> **Given passage**
☆ ☆ ☆ ☆

Electronic Heath Record Data/PCORnet Common Data Model

The PCORnet Common Data Model (CDM) is a specification that defines a standard organization and representation of data for the PCORnet Distributed Research Network. The PCORnet CDM is a key component of the PCORnet Distributed Research Network (DRN) infrastructure.  PCORnet developed the PCORnet DRN to be a “…functional distributed research network that facilitates multi-site patient–centered research across the Clinical Research Networks (CRNs) and other interested contributors. The distributed network will enable the conduct of observational research and clinical trials while allowing each participating organization to maintain physical and operational control over its data”. [Data Standards, Security, and Network Infrastructure Task Force (DSSNI charter), 2014]

For rich detail on the current common data model specification, please visit or download
the latest CDM specification:


Informatics for Integrating Biology and Bedside (i2b2) is a self-service and user-friendly tool that leverage existing data for cohort identification, retrospective data analysis, feasibility study and hypothesis generation.

Researchers can query de-identified CDM data from GPC sites using the GPC i2b2 tool. Apart from just numbers you can also visualize with demographic, medications and diagnosis breakdowns and compare two population sets.

GPC i2b2 is available to qualified faculty member from GPC institutions. Affiliate investigators, which can include staff, students, residents, fellow, and postdocs, can gain access with qualified faculty member sponsorship. Request access

Enhanced Data - Mortality Status, Tumor Table and Natural Language Processing

Mortality data is a key outcome for clinical research ad in most healthcare data sets, mortality data is not included in the data set unless the patient has died in a hospital setting.  Mortality data can assist in informing research and outcomes analysis as well as assist clinical trial teams in avoiding contacting deceased individuals’ families regarding clinical trials and studies. 

GPC recognizes the value of mortality data and integrates the Social Security Death Master file data with the GPC site CDMs.  An additional data source,, is available for the University of Missouri data set.

  • Death Data from the EHR record (death as disposition) – Death as disposition of a patient is recorded in their EHR patient record
  • SSA DMF– The Death Master File (DMF) from the Social Security Administration (SSA) is a data source that is created from internal SSA records of deceased persons possessing social security numbers and whose deaths were reported to the SSA.
  •– Obituary data sourced from funeral homes, newspapers, and other online obituary sources.

☆ ☆ ☆ ☆

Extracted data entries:
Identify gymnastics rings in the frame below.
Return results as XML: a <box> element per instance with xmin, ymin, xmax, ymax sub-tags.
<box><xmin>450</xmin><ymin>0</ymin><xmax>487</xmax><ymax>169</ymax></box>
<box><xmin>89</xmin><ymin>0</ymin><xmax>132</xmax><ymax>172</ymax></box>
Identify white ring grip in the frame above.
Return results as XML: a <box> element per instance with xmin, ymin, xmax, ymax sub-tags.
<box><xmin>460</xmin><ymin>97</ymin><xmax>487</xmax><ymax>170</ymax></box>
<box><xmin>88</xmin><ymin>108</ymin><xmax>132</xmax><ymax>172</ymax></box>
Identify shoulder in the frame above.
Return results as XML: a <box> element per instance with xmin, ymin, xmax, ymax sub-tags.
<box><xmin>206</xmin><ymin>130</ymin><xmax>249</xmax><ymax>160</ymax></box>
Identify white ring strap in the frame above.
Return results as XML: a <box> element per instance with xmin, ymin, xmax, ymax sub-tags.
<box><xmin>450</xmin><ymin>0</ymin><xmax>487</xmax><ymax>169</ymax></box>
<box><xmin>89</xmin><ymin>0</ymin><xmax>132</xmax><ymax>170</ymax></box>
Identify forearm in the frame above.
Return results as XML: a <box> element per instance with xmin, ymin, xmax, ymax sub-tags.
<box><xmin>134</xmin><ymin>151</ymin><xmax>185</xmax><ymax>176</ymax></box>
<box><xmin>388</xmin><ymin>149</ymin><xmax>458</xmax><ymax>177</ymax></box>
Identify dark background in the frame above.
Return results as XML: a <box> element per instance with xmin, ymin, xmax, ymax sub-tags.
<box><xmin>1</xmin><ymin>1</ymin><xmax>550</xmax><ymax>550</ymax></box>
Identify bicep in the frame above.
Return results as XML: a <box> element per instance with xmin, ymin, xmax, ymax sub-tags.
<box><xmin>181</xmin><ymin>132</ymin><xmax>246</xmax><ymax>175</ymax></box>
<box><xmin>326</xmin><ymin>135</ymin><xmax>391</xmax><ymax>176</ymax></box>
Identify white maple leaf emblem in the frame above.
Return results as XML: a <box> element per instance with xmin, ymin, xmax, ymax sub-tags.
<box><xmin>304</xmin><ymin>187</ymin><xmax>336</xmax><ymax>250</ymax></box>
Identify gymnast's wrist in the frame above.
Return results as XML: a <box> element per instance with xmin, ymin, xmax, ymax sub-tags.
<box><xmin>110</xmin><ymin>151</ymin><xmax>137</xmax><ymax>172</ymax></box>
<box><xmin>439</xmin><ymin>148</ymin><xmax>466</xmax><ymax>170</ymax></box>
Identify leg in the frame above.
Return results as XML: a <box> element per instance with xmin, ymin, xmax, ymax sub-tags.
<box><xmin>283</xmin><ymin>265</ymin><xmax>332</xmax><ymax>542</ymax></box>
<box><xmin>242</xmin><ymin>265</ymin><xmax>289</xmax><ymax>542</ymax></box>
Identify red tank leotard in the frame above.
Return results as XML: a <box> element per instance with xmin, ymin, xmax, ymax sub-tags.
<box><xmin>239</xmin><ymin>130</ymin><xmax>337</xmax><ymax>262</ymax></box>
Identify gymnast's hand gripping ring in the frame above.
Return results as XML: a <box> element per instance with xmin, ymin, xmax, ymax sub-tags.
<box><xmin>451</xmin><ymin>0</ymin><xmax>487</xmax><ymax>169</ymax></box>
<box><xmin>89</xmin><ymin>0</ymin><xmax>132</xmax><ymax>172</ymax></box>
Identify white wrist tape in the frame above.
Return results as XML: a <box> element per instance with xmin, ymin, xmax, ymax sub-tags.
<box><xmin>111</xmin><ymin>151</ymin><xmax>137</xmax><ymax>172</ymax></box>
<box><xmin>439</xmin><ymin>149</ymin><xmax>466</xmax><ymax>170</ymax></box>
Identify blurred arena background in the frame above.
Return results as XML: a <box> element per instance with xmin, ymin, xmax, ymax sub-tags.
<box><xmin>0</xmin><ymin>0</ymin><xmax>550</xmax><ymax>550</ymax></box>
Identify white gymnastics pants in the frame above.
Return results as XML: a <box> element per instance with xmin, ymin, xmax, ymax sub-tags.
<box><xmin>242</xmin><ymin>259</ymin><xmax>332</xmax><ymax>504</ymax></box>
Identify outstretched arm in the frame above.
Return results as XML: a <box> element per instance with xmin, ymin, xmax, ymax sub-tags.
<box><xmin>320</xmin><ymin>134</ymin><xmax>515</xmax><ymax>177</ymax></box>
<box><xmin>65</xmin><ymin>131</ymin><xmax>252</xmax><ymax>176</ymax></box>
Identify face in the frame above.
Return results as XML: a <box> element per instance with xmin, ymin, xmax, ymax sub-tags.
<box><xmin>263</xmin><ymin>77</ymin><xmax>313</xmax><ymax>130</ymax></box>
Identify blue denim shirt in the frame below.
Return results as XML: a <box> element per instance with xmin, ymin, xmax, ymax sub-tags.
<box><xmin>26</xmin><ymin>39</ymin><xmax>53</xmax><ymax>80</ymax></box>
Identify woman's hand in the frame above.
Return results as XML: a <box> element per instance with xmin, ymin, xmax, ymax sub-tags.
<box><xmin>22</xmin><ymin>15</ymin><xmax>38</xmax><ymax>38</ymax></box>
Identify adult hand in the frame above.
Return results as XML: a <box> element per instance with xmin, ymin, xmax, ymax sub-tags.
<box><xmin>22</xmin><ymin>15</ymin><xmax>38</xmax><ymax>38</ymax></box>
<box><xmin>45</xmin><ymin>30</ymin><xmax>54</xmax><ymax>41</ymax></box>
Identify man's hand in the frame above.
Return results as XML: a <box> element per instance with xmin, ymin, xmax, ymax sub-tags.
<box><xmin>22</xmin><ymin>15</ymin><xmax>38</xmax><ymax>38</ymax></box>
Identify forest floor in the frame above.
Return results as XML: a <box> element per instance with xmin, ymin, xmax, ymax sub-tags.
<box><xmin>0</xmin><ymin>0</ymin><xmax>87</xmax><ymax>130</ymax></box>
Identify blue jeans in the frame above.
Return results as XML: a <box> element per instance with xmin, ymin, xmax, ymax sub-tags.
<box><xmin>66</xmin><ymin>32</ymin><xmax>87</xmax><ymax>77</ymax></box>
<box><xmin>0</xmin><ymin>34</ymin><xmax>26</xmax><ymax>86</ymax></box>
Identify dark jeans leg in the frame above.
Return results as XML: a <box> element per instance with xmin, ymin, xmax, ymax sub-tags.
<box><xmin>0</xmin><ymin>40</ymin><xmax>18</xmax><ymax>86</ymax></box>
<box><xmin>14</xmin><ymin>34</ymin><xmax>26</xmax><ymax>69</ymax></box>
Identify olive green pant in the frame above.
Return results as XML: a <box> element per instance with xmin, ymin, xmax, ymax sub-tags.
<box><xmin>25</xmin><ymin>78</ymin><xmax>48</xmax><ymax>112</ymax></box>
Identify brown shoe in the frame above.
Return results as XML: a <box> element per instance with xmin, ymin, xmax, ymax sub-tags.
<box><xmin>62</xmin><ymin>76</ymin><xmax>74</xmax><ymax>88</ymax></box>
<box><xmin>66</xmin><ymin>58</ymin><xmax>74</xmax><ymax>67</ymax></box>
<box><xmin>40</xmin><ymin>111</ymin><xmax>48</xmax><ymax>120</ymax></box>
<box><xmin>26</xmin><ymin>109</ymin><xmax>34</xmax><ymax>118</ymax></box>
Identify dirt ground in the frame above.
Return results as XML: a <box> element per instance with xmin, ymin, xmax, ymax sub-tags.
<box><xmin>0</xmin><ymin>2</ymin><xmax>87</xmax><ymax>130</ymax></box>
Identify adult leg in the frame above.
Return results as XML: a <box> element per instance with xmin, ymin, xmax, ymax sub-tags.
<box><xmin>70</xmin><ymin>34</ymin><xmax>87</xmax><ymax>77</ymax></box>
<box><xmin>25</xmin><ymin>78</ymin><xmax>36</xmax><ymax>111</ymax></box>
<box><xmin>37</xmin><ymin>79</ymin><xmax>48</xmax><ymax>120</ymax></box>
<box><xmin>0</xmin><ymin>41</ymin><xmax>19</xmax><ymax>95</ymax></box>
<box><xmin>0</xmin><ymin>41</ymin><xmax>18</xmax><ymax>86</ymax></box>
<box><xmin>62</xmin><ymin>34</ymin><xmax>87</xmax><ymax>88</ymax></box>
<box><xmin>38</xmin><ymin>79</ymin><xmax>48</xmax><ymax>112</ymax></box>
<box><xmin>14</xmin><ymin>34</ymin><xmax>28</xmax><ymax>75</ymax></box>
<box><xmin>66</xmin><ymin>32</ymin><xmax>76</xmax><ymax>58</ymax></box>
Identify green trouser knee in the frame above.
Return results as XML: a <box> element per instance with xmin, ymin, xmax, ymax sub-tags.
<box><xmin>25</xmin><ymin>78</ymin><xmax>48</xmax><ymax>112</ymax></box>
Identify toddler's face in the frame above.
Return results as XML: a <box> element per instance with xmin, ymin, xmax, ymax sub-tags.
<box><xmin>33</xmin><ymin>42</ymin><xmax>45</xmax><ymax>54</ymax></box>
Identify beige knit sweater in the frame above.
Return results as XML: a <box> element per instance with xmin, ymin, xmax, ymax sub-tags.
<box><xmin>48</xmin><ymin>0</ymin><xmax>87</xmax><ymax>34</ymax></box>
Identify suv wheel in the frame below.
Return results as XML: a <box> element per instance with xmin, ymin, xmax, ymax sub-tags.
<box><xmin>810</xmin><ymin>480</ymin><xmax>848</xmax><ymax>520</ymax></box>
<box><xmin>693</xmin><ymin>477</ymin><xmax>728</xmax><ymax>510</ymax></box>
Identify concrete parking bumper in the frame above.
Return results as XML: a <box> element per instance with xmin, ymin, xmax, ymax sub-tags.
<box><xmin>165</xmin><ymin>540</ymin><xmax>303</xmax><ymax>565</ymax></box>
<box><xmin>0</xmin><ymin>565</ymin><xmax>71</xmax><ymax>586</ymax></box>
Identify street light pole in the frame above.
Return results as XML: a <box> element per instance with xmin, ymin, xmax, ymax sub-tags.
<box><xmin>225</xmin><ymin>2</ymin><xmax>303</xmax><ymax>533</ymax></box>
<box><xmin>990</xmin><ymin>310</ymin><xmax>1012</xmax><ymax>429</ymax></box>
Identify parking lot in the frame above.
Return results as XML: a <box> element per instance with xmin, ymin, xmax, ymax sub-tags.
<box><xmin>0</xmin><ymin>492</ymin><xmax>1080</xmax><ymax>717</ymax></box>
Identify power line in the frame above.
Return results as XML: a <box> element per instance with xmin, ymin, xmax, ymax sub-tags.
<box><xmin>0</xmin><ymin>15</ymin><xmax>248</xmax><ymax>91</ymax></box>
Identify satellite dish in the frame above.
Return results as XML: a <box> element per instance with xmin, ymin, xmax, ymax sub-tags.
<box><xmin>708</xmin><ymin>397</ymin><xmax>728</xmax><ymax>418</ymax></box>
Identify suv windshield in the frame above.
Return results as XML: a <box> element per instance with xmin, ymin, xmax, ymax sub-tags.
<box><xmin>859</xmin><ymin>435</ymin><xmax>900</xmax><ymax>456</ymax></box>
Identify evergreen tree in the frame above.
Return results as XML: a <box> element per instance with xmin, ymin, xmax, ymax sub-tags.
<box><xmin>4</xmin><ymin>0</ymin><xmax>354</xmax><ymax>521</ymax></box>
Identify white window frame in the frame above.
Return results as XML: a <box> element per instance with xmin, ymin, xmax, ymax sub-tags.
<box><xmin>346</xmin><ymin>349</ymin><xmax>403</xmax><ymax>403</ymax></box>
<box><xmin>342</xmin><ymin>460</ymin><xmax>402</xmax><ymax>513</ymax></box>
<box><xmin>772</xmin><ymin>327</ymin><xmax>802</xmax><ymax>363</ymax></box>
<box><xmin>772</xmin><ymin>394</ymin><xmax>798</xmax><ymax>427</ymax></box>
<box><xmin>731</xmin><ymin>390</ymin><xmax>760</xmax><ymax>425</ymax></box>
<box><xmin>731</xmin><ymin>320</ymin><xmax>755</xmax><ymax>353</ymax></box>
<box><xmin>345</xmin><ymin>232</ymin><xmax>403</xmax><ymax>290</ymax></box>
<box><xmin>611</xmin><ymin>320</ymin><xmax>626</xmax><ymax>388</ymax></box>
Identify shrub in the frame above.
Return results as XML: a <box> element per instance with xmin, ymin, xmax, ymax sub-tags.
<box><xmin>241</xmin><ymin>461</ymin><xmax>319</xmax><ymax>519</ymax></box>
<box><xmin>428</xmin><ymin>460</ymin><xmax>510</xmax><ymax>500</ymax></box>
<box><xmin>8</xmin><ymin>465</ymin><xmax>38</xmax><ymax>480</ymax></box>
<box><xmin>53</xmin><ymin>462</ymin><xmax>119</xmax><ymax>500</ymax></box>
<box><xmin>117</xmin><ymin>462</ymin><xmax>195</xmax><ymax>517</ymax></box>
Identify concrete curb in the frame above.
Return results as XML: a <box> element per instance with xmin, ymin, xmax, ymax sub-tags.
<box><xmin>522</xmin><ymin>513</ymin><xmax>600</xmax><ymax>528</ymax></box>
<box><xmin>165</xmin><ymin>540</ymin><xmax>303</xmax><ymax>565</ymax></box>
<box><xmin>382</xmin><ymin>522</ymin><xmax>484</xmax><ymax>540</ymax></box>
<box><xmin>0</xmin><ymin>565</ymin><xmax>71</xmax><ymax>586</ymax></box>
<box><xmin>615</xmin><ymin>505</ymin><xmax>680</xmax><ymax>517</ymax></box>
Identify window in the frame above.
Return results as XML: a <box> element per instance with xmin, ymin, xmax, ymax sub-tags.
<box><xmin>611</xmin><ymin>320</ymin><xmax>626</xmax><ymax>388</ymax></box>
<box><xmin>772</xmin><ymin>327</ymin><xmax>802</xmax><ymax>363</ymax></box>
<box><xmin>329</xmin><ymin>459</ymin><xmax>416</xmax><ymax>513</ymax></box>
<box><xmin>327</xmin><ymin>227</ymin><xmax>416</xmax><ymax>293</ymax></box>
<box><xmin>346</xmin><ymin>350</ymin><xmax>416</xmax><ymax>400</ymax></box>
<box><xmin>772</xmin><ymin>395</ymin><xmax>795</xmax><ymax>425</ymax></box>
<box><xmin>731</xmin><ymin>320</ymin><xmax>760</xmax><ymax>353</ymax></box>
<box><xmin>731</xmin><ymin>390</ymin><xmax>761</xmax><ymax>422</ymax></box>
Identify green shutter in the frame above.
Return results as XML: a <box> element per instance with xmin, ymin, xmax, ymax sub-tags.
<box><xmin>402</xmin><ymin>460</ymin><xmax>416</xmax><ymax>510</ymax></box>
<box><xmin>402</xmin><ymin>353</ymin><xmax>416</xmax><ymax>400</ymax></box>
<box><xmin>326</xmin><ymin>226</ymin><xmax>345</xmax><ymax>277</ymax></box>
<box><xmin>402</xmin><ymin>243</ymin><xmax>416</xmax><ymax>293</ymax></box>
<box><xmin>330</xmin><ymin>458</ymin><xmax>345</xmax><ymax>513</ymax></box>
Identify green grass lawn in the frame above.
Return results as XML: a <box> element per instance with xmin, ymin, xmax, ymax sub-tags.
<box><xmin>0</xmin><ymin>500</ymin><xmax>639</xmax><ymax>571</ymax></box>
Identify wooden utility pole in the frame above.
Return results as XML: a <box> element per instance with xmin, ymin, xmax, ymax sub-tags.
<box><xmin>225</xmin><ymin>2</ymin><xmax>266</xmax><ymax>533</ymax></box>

☆ ☆ ☆ ☆

> **Parts of the exercise**
- 1) In the passage on the PCORnet Common Data Model, what data does GPC integrate with its site CDMs to provide mortality information?
- 2) Carry on writing the passage on the PCORnet Common Data Model, picking up after its final sentence.
None of the extracted data entries are needed here.

> **Answer section**
- 1) Social Security Death Master File data.

- 2)
  • Enriched site-level data with Tumor Table Linkage – In additional to the standard tables in CDM, GPC is spearheading the effort to integrate specialty cancer data. We have linked cancer-specific data from North American Association of Certified Cancer Registrar (NAACCR) to populate a tumor table in site CDM, which has been used to support proposals. High quality data in structured fields for demographic, clinical, and treatment observations are included in the table.
  • Natural Language Processing (NLP) – GPC has committed to standardize the extraction and population of textual data. We have a top ranked NLP development team that specializes in clinical textual data extraction to tailor the pipelines, test, validate and refine the pipeline to support NLP deployment.
  • Geocoding – All GPC sites have geocoded patients’ addresses which can be used to further link to multiple community-level social determinants of health data that are publicly available. Based on zip+4 information, we have also geocoded all Medicare and Medicaid beneficiaries obtained for the GROUSE project and linked to a curated set of America community survey variable, Rural-Urban Community Area code, Area Deprivation Index, Bird Index, and etc.   
  • Clinical observable Data – Multiple GPC partners have extracted an extensive list of structure clinical observable data from source EHR systems, including but not limited to flowsheets data and patient-reported outcomes.

GPC Reusable Observable Unified Study Environment (GROUSE)

In order to understand all types of care a patient receives without being restricted to specific health systems, the GPC Reusable Observable Unified Study Environment (GROUSE) – a unique de-identified data resource, is created by merging Medicare and Medicaid claims with Electronic Health Records from all 13 GPC sites.